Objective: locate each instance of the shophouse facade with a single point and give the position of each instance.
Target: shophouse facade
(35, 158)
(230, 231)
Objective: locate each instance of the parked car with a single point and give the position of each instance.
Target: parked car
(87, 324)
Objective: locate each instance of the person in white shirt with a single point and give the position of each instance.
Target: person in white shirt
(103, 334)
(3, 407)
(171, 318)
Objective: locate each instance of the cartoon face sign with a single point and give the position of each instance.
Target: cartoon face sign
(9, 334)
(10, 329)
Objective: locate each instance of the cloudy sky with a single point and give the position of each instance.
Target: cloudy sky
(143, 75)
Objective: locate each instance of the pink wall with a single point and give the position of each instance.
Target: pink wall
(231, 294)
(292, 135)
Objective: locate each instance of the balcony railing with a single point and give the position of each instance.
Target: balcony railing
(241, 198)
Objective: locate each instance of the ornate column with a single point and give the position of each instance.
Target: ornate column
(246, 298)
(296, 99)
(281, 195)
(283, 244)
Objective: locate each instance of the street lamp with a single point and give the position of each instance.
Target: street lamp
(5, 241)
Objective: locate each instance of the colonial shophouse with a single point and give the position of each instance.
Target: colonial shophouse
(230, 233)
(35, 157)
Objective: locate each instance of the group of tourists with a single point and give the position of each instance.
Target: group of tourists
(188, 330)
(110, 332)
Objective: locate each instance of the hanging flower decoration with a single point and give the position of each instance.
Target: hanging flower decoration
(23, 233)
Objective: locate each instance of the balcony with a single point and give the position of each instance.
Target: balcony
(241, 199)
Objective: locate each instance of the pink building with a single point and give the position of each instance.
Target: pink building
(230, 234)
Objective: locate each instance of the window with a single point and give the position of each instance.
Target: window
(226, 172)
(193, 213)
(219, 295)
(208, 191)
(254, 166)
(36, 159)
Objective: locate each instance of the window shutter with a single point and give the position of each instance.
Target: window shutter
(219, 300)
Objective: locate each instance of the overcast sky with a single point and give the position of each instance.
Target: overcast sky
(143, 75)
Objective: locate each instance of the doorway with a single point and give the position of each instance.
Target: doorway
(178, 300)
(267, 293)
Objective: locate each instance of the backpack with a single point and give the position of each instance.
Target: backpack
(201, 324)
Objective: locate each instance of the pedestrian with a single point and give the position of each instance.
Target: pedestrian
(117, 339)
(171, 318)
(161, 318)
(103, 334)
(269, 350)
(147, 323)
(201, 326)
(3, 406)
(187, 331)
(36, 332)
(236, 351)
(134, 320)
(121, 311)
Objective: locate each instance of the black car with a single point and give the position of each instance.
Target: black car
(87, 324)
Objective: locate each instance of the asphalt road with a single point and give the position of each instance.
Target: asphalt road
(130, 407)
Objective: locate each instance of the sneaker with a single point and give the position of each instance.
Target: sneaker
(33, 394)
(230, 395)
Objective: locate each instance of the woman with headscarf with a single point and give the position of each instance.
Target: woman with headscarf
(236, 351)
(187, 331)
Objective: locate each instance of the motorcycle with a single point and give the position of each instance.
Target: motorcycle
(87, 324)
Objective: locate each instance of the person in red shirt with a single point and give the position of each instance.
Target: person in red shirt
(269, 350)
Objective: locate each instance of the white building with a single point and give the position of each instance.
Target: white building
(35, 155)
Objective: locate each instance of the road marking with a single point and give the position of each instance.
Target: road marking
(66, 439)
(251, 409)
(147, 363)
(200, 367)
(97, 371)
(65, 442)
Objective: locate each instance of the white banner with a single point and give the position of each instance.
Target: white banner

____________________

ACTIVITY:
The answer should be the full set of records, reproduced exactly.

RESULT OF THE TASK:
Objective: locate each instance of the shophouse facade with a single point and give the position of each instance.
Target: shophouse facade
(35, 158)
(230, 231)
Objective: locate each instance of the parked car with a single point and give the position of each instance.
Target: parked car
(87, 324)
Objective: locate each instance of the person in white shirt with a single point and give the position of each instance.
Target: person in white shirt
(103, 334)
(3, 407)
(171, 318)
Objective: locate each instance of the cartoon face sign with a single point and give the position of each instance.
Target: cartoon face sign
(9, 334)
(10, 329)
Objective: locate each instance of the cloudy sky with a single point and give the position of each instance.
Target: cloudy sky
(143, 75)
Objective: locate each instance of the pink wall with a single point and give the position of each instance.
Target: pink wall
(231, 294)
(292, 135)
Objective: locate each instance of the balcony railing with a single point and give the position of each instance.
Target: balcony railing
(241, 198)
Objective: locate each instance of the ornate column with a single point and give the position of each instance.
Target: ornate column
(246, 298)
(296, 99)
(281, 195)
(283, 244)
Objective: locate each instance of the street lamp with a single point and give the position of each instance.
Target: street lamp
(5, 241)
Objective: locate each instance of the colonial shophouse with a single point and give the position of each instance.
Target: colonial shophouse
(230, 233)
(35, 157)
Objective: locate each instance of the group of tourists with a single point and give the position of each instance.
Target: group of tourists
(188, 330)
(110, 332)
Objective: locate each instance of the hanging flower decoration with a single point and give the position of each instance.
Target: hanging flower decoration
(23, 233)
Objective: locate each instance of the balcony with a single point and give the position of each instance.
Target: balcony
(241, 199)
Objective: locate each instance of the pink building with a single point and give the position of each instance.
Target: pink building
(230, 234)
Objective: locate each instance of the window with a single point and give the position of each instance.
Target: window
(226, 172)
(193, 213)
(219, 295)
(208, 191)
(254, 166)
(36, 159)
Objective: locate each instance of the window shutter with a single point and give the position of each instance.
Target: window shutter
(219, 300)
Objective: locate each instance of the overcast sky with a single point and give the position of each instance.
Target: overcast sky
(143, 75)
Objective: locate each instance of the doorway with a single point and give the position of each instance.
Target: doorway
(178, 300)
(267, 293)
Objective: locate each instance of the backpack with a single point and give the position of each instance.
Target: backpack
(201, 324)
Objective: locate each instance of the pedestrian with a single point and give the position of each instance.
Target: pedestrian
(117, 339)
(171, 318)
(161, 318)
(103, 334)
(269, 350)
(147, 323)
(201, 326)
(3, 406)
(187, 331)
(36, 332)
(236, 351)
(134, 320)
(121, 311)
Objective: locate each instance of the black car with a single point and give the position of each instance.
Target: black car
(87, 324)
Objective: locate each instance of the asphalt road with a single point and give the position of each instance.
Target: asphalt road
(130, 407)
Objective: locate each instance of the sneaker with a single point and give the position of each instance.
Target: sneaker
(33, 394)
(230, 395)
Objective: locate each instance of the woman with headscarf with a single point and give the position of each instance.
Target: woman with headscarf
(236, 351)
(187, 331)
Objective: locate each instance of the motorcycle with a single point and give the position of each instance.
Target: motorcycle
(87, 324)
Objective: locate each instance of the person in red shirt with a single point and give the position of each instance.
Target: person in red shirt
(269, 350)
Objective: locate each instance of the white building with a single point and give the position of each instance.
Target: white building
(35, 155)
Objective: locate each instance of the road marking with a single point and give the position of each instance.
Target: road marking
(66, 439)
(251, 409)
(147, 363)
(200, 367)
(97, 371)
(65, 442)
Objective: locate each instance of the white banner with a single point and give the position of each instance.
Target: white banner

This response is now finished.